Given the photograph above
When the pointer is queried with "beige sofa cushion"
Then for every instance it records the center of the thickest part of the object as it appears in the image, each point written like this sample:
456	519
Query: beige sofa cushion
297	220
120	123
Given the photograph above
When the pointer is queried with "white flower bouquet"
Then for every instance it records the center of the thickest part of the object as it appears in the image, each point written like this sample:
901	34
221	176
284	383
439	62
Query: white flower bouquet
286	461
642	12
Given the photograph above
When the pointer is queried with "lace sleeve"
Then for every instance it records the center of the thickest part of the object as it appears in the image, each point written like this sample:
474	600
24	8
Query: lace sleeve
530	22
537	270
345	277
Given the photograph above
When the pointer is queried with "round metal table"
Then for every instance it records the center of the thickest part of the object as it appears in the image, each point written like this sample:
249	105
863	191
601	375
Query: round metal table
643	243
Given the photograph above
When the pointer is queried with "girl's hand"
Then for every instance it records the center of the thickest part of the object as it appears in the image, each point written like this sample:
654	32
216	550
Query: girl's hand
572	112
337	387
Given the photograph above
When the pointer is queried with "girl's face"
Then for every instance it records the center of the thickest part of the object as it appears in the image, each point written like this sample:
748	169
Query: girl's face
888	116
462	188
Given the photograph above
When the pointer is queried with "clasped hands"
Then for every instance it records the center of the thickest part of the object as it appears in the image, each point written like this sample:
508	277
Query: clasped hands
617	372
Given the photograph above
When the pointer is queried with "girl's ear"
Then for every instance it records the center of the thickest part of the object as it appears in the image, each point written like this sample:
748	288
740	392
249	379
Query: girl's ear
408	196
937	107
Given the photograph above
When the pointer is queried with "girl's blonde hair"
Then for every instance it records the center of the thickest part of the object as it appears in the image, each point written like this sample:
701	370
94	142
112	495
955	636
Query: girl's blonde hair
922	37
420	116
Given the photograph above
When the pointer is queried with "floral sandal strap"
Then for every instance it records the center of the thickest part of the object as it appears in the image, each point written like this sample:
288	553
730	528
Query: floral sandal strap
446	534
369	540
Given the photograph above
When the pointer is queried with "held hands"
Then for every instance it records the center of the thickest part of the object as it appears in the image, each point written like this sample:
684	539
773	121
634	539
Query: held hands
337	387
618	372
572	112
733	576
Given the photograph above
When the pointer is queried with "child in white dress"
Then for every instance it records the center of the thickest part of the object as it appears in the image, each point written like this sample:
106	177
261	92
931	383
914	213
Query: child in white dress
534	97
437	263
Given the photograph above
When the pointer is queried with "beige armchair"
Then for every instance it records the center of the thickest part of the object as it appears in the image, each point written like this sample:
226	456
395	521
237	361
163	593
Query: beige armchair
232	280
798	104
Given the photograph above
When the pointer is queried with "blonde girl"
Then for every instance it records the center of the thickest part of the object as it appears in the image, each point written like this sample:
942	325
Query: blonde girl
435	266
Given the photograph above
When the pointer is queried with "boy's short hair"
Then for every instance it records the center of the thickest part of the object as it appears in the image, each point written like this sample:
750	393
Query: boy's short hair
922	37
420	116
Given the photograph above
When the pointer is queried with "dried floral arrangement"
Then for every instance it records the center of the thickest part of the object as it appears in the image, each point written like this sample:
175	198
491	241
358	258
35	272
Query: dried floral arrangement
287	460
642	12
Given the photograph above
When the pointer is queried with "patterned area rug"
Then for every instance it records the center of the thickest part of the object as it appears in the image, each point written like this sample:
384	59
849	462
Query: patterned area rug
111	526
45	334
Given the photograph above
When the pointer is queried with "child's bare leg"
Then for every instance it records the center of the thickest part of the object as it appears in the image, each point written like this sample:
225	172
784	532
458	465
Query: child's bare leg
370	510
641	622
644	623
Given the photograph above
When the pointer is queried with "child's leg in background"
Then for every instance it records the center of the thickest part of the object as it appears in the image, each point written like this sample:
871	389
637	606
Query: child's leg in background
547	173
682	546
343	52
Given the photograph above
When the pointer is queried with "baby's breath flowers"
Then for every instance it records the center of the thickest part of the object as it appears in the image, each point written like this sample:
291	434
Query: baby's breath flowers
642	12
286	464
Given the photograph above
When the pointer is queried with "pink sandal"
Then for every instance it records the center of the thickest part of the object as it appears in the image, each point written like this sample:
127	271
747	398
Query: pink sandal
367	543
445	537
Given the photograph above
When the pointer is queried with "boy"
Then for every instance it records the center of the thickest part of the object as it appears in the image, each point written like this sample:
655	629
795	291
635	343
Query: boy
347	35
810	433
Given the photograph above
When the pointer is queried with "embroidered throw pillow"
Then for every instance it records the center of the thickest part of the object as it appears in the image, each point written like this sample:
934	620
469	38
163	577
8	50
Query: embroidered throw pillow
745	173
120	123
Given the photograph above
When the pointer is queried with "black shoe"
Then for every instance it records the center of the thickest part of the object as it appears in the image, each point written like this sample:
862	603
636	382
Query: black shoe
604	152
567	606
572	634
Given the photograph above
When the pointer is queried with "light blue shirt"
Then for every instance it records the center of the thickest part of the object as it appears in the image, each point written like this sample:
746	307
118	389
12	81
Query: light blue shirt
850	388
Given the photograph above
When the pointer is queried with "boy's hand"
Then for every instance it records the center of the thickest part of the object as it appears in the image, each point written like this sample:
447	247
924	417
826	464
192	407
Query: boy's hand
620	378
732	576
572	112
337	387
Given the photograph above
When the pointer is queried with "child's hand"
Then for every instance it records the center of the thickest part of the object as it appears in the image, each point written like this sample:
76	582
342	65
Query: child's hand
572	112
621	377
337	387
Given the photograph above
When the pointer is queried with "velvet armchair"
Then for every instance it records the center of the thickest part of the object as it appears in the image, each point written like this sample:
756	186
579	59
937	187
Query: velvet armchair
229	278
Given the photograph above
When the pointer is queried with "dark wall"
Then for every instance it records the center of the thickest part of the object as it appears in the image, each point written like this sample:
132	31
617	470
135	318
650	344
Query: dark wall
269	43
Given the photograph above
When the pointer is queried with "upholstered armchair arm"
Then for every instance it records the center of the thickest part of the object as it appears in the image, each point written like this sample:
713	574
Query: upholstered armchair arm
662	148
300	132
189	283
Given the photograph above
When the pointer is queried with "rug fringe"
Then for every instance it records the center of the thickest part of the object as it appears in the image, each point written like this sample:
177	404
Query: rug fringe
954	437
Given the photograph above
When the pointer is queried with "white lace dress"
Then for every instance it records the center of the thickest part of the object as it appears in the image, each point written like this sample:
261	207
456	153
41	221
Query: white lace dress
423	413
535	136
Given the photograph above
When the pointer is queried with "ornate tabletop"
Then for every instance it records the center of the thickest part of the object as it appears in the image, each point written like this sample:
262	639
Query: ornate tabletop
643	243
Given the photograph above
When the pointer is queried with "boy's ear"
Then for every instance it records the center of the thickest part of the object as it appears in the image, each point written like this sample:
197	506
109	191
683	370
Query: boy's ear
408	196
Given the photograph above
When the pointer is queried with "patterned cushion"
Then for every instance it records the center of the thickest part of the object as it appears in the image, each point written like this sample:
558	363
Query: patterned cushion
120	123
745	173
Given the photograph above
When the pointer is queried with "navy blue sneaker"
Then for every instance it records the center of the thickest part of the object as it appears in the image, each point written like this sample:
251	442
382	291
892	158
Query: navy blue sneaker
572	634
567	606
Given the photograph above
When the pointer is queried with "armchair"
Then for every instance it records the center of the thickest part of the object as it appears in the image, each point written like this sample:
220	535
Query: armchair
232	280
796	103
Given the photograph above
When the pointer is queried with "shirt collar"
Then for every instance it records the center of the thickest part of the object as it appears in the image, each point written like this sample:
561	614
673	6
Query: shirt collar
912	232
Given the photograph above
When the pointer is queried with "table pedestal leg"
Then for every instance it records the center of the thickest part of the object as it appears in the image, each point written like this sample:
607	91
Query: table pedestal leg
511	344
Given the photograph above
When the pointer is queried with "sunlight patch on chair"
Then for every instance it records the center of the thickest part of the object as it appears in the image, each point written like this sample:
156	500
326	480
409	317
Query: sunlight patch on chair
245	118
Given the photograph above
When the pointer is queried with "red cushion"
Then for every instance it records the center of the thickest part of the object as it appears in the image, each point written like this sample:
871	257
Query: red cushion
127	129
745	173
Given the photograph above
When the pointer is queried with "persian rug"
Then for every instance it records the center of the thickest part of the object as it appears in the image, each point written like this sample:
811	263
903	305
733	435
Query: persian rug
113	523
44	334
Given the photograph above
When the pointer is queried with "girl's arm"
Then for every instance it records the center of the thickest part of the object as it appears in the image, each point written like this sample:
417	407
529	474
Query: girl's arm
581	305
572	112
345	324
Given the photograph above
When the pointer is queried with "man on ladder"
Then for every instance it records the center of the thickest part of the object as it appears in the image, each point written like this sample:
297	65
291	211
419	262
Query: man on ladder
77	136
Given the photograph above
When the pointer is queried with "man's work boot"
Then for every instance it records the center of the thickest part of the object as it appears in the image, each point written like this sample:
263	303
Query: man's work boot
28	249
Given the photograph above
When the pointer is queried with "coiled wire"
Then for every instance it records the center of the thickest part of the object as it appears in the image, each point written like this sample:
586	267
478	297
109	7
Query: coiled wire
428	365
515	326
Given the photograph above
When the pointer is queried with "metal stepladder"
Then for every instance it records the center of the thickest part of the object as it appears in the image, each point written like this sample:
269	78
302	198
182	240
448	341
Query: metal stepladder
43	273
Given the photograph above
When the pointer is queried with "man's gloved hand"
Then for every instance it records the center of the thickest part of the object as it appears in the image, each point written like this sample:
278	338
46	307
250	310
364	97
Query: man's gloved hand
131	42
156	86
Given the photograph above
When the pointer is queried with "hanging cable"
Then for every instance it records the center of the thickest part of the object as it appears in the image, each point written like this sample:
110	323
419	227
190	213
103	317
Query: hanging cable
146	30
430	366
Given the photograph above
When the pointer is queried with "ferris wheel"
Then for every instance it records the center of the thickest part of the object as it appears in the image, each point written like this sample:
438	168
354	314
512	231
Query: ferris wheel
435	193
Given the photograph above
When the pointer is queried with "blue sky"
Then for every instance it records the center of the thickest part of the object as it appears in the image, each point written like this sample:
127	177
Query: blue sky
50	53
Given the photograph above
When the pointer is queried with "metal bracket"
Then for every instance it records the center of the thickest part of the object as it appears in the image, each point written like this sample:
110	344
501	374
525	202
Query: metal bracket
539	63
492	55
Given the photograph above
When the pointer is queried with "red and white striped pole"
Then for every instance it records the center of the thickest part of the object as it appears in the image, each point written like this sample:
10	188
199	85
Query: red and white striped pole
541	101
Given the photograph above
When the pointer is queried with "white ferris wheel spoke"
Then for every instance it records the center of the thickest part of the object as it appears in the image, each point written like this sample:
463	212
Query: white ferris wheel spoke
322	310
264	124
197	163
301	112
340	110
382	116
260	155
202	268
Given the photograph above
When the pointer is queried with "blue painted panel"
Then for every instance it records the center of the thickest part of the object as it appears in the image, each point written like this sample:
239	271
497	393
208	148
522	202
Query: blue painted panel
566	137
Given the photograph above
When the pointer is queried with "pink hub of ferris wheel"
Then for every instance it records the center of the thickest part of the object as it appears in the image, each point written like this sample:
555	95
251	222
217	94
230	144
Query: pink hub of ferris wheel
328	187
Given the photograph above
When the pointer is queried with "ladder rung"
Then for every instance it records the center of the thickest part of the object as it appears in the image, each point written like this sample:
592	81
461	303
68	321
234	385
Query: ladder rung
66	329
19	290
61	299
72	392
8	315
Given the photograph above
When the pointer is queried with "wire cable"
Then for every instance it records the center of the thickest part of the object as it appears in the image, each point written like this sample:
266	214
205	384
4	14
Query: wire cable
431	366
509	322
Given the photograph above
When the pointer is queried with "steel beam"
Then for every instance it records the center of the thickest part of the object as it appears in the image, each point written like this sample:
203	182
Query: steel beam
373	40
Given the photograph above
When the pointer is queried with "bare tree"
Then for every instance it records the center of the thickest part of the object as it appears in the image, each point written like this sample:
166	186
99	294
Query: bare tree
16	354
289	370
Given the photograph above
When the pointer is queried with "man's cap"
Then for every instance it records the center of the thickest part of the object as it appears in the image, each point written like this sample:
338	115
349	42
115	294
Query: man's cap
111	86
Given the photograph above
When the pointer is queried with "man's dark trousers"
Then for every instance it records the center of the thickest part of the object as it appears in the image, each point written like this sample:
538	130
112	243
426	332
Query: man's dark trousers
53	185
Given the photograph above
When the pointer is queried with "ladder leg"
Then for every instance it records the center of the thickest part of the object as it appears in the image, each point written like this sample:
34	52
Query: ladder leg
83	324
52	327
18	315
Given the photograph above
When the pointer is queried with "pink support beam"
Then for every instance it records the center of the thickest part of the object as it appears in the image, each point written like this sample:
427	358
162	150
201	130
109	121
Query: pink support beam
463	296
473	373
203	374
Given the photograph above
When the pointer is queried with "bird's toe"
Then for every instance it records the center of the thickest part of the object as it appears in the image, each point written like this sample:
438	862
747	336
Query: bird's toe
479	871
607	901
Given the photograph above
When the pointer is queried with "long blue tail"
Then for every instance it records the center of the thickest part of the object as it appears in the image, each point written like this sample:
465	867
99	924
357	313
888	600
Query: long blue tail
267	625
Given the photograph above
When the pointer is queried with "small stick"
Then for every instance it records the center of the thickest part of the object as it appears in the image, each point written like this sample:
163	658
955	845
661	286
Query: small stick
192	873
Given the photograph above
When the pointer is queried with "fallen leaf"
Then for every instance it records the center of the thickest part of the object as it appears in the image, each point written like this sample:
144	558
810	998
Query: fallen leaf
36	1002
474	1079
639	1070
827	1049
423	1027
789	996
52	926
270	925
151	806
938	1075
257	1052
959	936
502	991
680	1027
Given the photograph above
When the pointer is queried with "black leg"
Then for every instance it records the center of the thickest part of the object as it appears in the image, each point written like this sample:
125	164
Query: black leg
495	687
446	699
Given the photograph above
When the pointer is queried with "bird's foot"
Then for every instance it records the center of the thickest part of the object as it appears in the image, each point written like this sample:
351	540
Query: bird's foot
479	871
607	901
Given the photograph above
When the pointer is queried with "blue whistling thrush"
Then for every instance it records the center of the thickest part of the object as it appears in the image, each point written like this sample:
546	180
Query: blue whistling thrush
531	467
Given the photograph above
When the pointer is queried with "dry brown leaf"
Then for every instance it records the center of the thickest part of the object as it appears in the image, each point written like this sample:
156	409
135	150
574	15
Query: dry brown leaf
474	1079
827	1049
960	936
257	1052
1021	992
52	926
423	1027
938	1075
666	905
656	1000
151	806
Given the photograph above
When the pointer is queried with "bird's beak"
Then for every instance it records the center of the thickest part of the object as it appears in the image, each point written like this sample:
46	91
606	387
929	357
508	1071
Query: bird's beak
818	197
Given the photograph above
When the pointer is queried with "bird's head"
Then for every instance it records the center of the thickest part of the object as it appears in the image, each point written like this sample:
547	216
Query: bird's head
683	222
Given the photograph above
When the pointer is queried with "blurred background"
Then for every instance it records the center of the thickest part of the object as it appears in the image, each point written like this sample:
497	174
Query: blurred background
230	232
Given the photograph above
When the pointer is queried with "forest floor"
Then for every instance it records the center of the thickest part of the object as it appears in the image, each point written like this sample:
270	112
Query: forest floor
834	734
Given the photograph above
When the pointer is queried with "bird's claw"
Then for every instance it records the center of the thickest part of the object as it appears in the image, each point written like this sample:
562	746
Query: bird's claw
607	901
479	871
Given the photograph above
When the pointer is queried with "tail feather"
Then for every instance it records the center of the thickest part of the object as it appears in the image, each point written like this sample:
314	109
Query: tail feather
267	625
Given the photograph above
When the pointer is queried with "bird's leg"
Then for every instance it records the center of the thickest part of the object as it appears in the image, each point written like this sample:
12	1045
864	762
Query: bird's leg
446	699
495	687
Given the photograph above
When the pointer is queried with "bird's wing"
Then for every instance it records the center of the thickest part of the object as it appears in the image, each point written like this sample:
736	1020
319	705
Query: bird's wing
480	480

════════════════════

• INSTRUCTIONS FOR THE TASK:
How many lines in the data above contain the string "wing"? Reply with the number alone.

• RESULT OF THE TASK:
2